→ **GIVEN INSTRUCTION A**:
Decide whether each statement agrees with the data extraction tutorial, answering yes or no and quoting the deciding words: (i) Celery workers must be running before starting. (ii) The example fieldset's description is "Extract key terms from contracts". (iii) A fieldset can be created only through the Django Admin.
→ **GIVEN INSTRUCTION B**:
Quote the data extraction tutorial from "Data Extraction Tutorial¶" to "extract from documents.".
══ EXTRACT ══
Data Extraction Tutorial¶
This tutorial walks through extracting structured data from documents using OpenContracts' extraction system.
Prerequisites¶
- OpenContracts instance running with Celery workers
- Documents uploaded to a corpus
- Admin or appropriate permissions for creating fieldsets
Step 1: Create a Fieldset¶
A fieldset defines what data you want to extract from documents.
Via Django Admin¶
- Navigate to Admin → Extracts → Fieldsets
- Click "Add Fieldset"
- Enter:
- Name: "Contract Terms"
- Description: "Extract key terms from contracts"
- Save
Via GraphQL¶
mutation CreateContractFieldset {
createFieldset(
name: "Contract Terms"
description: "Extract key terms from contracts"
) {
ok
objId
message
}
}
Step 2: Define Columns¶
Columns specify individual fields to extract.
Example: Extract Multiple Contract Fields¶
Let's create columns for common contract data points:
Party Names Column¶
mutation CreatePartiesColumn {
createColumn(
fieldsetId: "your-fieldset-id"
name: "Parties"
═══
══ RECORD SET ══
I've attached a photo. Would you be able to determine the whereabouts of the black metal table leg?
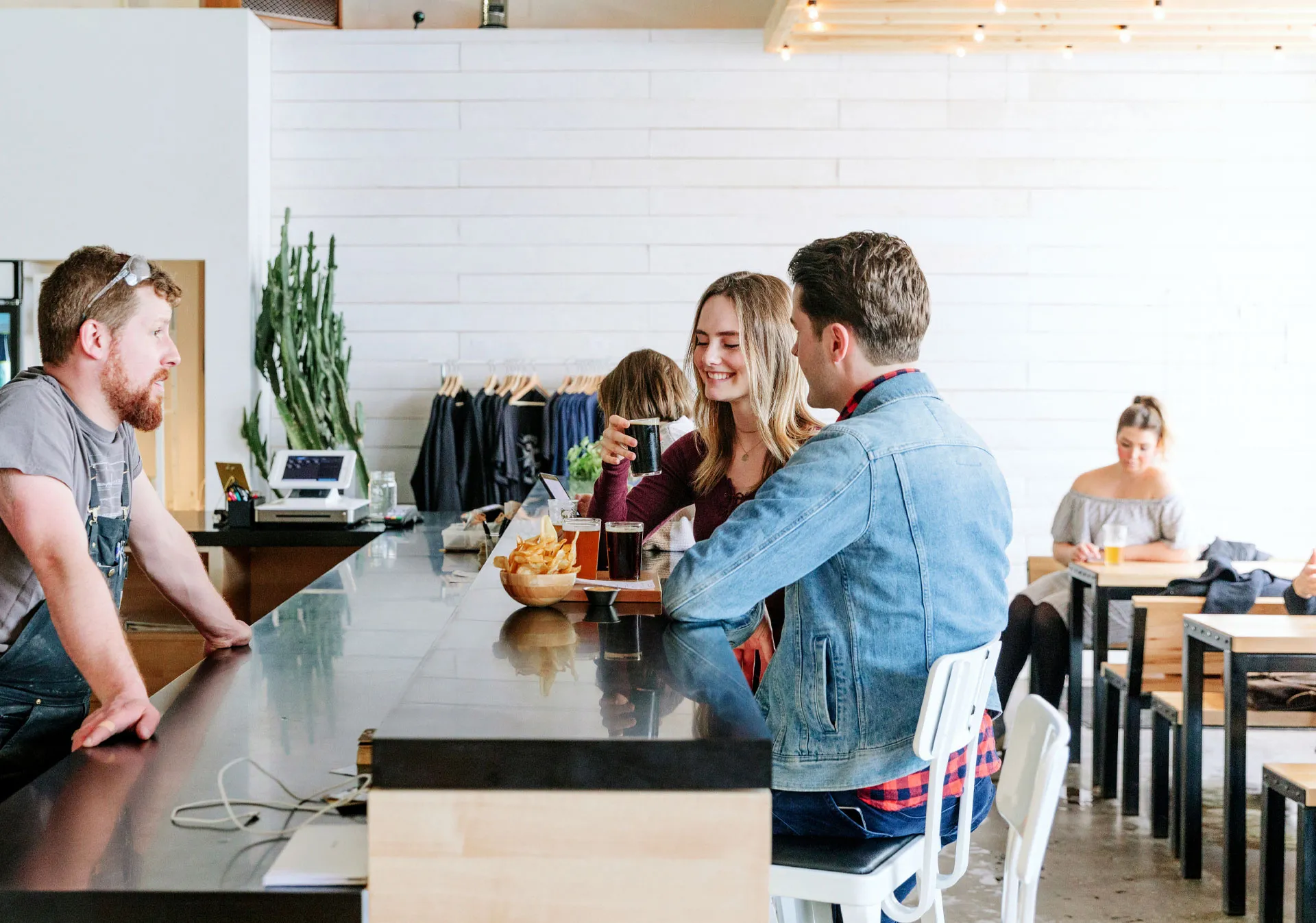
[1110,687,1142,817]
[1296,804,1316,923]
[1152,711,1170,840]
[1093,677,1120,798]
[1175,634,1206,878]
[1170,724,1183,859]
[1093,594,1119,798]
[1223,651,1247,916]
[1069,577,1086,763]
[1257,786,1302,923]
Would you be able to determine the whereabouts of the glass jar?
[370,471,398,519]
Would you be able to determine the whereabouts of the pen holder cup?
[228,498,255,528]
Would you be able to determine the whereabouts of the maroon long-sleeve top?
[589,431,785,638]
[589,432,754,542]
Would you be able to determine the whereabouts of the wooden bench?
[1257,763,1316,923]
[1094,595,1284,817]
[1152,689,1316,856]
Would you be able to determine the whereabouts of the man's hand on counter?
═══
→ **SOLUTION A**:
(i) Yes: "OpenContracts instance running with Celery workers"
(ii) Yes: "Description: "Extract key terms from contracts""
(iii) No: "Via GraphQL"

→ **SOLUTION B**:
Data Extraction Tutorial¶
This tutorial walks through extracting structured data from documents using OpenContracts' extraction system.
Prerequisites¶
- OpenContracts instance running with Celery workers
- Documents uploaded to a corpus
- Admin or appropriate permissions for creating fieldsets
Step 1: Create a Fieldset¶
A fieldset defines what data you want to extract from documents.